Collected data
━━━━━━━━━━━━━━━━━━━━

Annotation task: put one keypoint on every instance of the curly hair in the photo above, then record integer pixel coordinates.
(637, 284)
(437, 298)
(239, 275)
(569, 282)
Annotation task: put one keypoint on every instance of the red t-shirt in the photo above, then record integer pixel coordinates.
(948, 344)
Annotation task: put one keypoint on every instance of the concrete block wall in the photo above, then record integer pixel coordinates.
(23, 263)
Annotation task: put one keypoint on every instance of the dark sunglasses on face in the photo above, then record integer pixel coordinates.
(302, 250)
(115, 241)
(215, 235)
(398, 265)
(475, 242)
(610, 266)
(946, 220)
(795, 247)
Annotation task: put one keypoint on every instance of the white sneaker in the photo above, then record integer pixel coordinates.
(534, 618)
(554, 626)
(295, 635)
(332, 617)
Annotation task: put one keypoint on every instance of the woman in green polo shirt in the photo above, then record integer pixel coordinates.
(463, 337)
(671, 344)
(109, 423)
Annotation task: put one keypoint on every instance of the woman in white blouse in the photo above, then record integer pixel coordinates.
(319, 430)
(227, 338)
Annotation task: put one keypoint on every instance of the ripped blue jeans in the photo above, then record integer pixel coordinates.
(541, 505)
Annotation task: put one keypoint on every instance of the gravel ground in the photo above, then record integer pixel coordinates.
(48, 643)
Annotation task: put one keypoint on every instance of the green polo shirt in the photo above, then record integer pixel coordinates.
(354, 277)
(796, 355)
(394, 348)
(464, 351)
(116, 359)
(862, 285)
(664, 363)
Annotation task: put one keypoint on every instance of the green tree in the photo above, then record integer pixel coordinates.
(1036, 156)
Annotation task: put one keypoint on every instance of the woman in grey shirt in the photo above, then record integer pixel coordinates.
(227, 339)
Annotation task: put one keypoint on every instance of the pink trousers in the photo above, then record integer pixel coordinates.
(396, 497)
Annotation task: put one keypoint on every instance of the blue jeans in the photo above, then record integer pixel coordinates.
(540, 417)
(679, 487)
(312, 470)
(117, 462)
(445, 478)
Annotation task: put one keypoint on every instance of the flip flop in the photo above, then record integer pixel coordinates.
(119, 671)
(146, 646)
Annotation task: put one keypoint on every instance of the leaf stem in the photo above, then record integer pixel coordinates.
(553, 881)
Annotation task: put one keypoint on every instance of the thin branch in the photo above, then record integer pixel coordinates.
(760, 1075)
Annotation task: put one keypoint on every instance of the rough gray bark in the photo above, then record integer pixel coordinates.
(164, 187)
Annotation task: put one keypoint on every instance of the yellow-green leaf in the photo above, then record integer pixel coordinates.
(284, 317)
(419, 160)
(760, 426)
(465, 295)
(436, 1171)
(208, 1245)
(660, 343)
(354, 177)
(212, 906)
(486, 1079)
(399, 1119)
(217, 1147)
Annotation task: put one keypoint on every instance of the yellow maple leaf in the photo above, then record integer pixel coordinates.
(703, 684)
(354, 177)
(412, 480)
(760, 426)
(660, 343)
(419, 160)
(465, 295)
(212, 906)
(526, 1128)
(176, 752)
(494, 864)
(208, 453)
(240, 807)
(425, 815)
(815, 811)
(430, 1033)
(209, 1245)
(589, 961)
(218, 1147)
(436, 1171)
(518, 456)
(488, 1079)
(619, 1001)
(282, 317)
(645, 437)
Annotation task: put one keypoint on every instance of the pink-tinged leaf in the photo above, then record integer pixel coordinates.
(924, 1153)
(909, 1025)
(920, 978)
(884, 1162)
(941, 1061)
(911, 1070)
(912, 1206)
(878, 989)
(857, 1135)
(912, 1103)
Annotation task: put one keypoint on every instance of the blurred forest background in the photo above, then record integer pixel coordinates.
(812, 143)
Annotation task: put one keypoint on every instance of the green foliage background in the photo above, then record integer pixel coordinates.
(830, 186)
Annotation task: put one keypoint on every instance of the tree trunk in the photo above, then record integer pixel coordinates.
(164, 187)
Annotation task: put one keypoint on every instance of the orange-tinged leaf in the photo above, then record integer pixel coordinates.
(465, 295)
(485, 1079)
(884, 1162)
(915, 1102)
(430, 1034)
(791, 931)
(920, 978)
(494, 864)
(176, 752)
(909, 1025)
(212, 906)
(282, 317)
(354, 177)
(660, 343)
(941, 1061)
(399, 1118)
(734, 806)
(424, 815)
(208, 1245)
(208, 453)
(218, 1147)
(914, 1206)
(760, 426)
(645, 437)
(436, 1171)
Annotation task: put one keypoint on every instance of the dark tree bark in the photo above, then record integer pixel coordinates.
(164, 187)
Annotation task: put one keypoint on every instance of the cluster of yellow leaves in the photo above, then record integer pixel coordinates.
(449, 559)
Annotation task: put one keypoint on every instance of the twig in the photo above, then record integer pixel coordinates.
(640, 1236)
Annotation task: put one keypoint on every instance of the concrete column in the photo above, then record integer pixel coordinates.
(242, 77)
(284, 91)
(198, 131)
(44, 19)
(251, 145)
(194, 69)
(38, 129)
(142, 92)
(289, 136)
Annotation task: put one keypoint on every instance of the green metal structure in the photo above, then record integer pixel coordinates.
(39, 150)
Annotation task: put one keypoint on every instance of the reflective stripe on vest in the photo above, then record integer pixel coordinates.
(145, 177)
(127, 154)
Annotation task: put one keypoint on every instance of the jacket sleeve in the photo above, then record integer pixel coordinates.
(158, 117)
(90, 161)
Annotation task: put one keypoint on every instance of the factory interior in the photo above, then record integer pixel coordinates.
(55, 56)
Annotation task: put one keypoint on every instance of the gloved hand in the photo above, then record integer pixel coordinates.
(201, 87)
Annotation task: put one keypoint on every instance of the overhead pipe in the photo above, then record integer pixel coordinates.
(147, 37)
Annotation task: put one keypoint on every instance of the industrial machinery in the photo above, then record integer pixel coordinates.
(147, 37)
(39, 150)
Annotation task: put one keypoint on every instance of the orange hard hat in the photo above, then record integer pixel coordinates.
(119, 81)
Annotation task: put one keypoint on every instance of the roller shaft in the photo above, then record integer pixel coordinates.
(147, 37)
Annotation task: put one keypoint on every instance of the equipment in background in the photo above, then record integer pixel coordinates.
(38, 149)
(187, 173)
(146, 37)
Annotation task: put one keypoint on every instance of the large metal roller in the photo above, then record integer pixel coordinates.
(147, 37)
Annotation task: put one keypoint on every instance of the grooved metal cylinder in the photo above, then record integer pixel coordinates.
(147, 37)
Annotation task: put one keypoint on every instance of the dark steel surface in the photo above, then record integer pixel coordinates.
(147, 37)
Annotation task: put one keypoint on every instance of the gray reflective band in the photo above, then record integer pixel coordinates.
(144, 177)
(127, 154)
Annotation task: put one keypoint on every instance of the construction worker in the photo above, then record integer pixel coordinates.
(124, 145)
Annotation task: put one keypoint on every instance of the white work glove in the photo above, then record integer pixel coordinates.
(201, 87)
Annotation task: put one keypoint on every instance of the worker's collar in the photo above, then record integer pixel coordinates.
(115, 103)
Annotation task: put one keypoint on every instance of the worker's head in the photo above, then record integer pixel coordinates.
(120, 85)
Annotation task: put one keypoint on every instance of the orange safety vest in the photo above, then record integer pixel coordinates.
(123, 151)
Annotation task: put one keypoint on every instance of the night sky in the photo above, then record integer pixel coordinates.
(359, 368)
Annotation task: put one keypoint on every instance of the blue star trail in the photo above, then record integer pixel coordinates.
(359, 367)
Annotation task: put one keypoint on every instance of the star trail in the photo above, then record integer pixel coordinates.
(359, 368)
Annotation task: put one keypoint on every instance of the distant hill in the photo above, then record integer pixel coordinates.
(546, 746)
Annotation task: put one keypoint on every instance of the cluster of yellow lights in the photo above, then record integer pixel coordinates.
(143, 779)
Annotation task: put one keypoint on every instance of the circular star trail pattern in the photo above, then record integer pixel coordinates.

━━━━━━━━━━━━━━━━━━━━

▶ **YOUR TASK**
Please return every line of the data, unaltered.

▶ **EXERCISE OUTPUT**
Annotation task: put one keypoint on every instance of the curly hair in the photo above, then record integer pixel coordinates.
(637, 284)
(437, 298)
(239, 275)
(569, 282)
Annotation task: put one keypoint on every instance of the red t-shirt in the photo above, then record integer pixel coordinates.
(948, 344)
Annotation task: put one keypoint on every instance of the concrete block wall in the photo above, then record integer pixel coordinates.
(23, 263)
Annotation task: put one keypoint on every instance of the dark sunglasses on face in the photo above, then record integer pixel coordinates.
(302, 250)
(115, 241)
(215, 235)
(398, 265)
(475, 242)
(610, 266)
(946, 220)
(795, 247)
Annotation task: put one keypoint on every instance of the white sneaker in the photo above, then record integer pixel coordinates.
(534, 618)
(554, 626)
(295, 635)
(332, 617)
Annotation task: put one keypoint on every instance of the woman in green polo shirt in the photo above, then record integer pixel coordinates.
(463, 337)
(671, 344)
(109, 423)
Annotation task: put one keypoint on every instance of the woman in white blouse in the photo above, then record integer pixel coordinates.
(319, 430)
(227, 338)
Annotation task: put one keypoint on every instance of the ripped blue jeans in the photo above, then record integer pixel coordinates.
(541, 505)
Annotation task: put one keypoint on every instance of the gravel ground in the photo above, then record integer pixel coordinates.
(48, 643)
Annotation task: put one keypoint on every instance of the green polo shirt in the photo above, then record integer pixel coordinates.
(354, 277)
(796, 355)
(394, 348)
(464, 351)
(116, 359)
(862, 285)
(664, 363)
Annotation task: put one keypoint on every instance of the green tree in the photo above, then record integer pixel coordinates.
(1036, 156)
Annotation task: put one keypoint on every instance of the woman in grey shirt in the photo above, then record integer pixel coordinates.
(227, 339)
Annotation task: put one keypoint on every instance of the pink trousers in the photo above, then record integer pixel coordinates.
(396, 497)
Annotation task: put one keypoint on every instance of the blue jeans in the photo above, then record integer pixel coordinates.
(540, 417)
(679, 487)
(312, 470)
(117, 462)
(445, 478)
Annotation task: put one keypoint on every instance of the flip flop in the photo above, then record integer pixel coordinates.
(119, 671)
(146, 646)
Annotation task: put one keypoint on every instance of the leaf stem in the photo above, then record integer pixel coordinates.
(553, 881)
Annotation task: put one keypoint on every instance of the thin branch in the photo above, then record integer pixel coordinates.
(760, 1075)
Annotation task: put one keypoint on every instance of the rough gray bark in the photo above, then record integer pixel coordinates.
(164, 187)
Annotation task: put one keypoint on every instance of the yellow-green leaf in the photo above, then record integer pixel coordinates.
(284, 317)
(419, 160)
(760, 426)
(465, 295)
(436, 1171)
(208, 1245)
(660, 343)
(354, 177)
(212, 906)
(486, 1079)
(399, 1119)
(217, 1147)
Annotation task: put one keypoint on every instance of the yellow maple leaf in the photo above, then record integer pixel coordinates.
(703, 684)
(354, 177)
(412, 480)
(760, 426)
(660, 343)
(419, 160)
(465, 295)
(212, 906)
(526, 1128)
(176, 752)
(494, 864)
(208, 453)
(240, 807)
(425, 815)
(815, 811)
(430, 1033)
(209, 1245)
(589, 961)
(218, 1147)
(436, 1171)
(518, 456)
(488, 1079)
(619, 1001)
(282, 317)
(645, 437)
Annotation task: put one keypoint on every instance of the pink-tinged leaf in the photo above, then record integer pixel coordinates.
(924, 1153)
(909, 1025)
(920, 978)
(884, 1162)
(941, 1061)
(911, 1070)
(912, 1206)
(878, 989)
(857, 1135)
(912, 1103)
Annotation task: put one keypoint on every instance of the blurred forest background in the photo above, then record integer pixel coordinates.
(812, 143)
Annotation task: put one keypoint on every instance of the green foliage background in the photo above, then record integer pixel coordinates.
(830, 186)
Annotation task: put one keypoint on every instance of the tree trunk in the photo above, then record integer pixel coordinates.
(164, 187)
Annotation task: put one keypoint on every instance of the orange-tinged leaf in the photo above, then record integer pixel coordinates.
(465, 295)
(485, 1079)
(884, 1162)
(915, 1102)
(430, 1034)
(791, 931)
(920, 978)
(494, 864)
(176, 752)
(909, 1025)
(212, 906)
(282, 317)
(354, 177)
(660, 343)
(941, 1061)
(399, 1118)
(734, 806)
(424, 815)
(208, 1245)
(208, 453)
(218, 1147)
(914, 1206)
(760, 426)
(645, 437)
(436, 1171)
Annotation task: put one keypoint on every instance of the dark tree bark in the photo above, then record integer pixel coordinates.
(164, 187)
Annotation task: put one keypoint on every instance of the cluster of yellow leaves in the photo above, then record integer pixel coordinates.
(449, 559)
Annotation task: put one keypoint on every instance of the twig in the photo above, then record integer pixel coordinates.
(640, 1236)
Annotation task: put one keypoint on every instance of the concrete column in the photo above, then record integer pixel coordinates.
(242, 77)
(284, 91)
(198, 131)
(44, 19)
(251, 145)
(194, 69)
(38, 129)
(142, 92)
(289, 136)
Annotation task: put one keypoint on every instance of the green metal structure in the photo above, then record integer pixel coordinates.
(39, 150)
Annotation task: put one keypoint on every instance of the reflective stripe on vest in the photo above, then record integer pixel coordinates.
(145, 177)
(127, 154)
Annotation task: put one keypoint on every instance of the jacket sleeve in the photo above, then record integer pixel coordinates.
(158, 117)
(90, 161)
Annotation task: put one keypoint on every instance of the factory interior in the photo above, then record integer pixel coordinates.
(55, 56)
Annotation task: put one keypoint on every instance of the gloved hand in the photo above, then record integer pixel coordinates.
(201, 87)
Annotation task: put one keypoint on every instance of the overhead pipe in the photo above, then record integer pixel coordinates.
(147, 37)
Annotation task: put one keypoint on every instance of the industrial machinery in the photo above, then record integer pixel coordinates.
(147, 37)
(39, 150)
Annotation task: put one keypoint on every instance of the orange hard hat in the photo above, then record integer pixel coordinates.
(119, 81)
Annotation task: put one keypoint on every instance of the roller shaft in the photo above, then record integer pixel coordinates.
(147, 37)
Annotation task: put one keypoint on every instance of the equipment in background in the photo above, then record integer pixel coordinates.
(38, 149)
(187, 173)
(146, 37)
Annotation task: put one keypoint on every instance of the large metal roller in the photo above, then record integer pixel coordinates.
(147, 37)
Annotation task: put one keypoint on every instance of the grooved metal cylinder in the photo above, then record integer pixel coordinates.
(147, 37)
Annotation task: put one keypoint on every instance of the dark steel surface in the photo above, then record integer pixel coordinates.
(147, 37)
Annotation task: put one keypoint on every instance of the gray reflective band in the photo above, then record integer pixel coordinates.
(144, 177)
(127, 154)
Annotation task: put one keypoint on every instance of the construction worker in the photo above, then record integer pixel coordinates.
(124, 145)
Annotation task: put one keypoint on every instance of the white work glove in the photo above, then record integer pixel coordinates.
(201, 87)
Annotation task: put one keypoint on every instance of the worker's collar in the photo above, then record integer pixel coordinates.
(115, 103)
Annotation task: put one keypoint on every instance of the worker's head in the photo above, then record integer pixel coordinates.
(120, 85)
Annotation task: put one keypoint on every instance of the orange safety vest in the photo above, then record integer pixel coordinates.
(123, 151)
Annotation task: put one keypoint on every instance of the night sky in the photo above, then record integer pixel coordinates.
(359, 368)
Annotation task: put one keypoint on every instance of the blue star trail in the photo above, then record integer pixel coordinates.
(359, 367)
Annotation task: put one keypoint on every instance of the star trail in the photo above, then record integer pixel coordinates.
(359, 368)
Annotation task: put one keypoint on every instance of the distant hill in the photo above, then record integer pixel coordinates.
(546, 746)
Annotation task: put one keypoint on every instance of the cluster of yellow lights in the photo above, then record integer pixel coordinates.
(143, 779)
Annotation task: put one keypoint on every instance of the circular star trail pattern in the photo above, then record integer pixel coordinates.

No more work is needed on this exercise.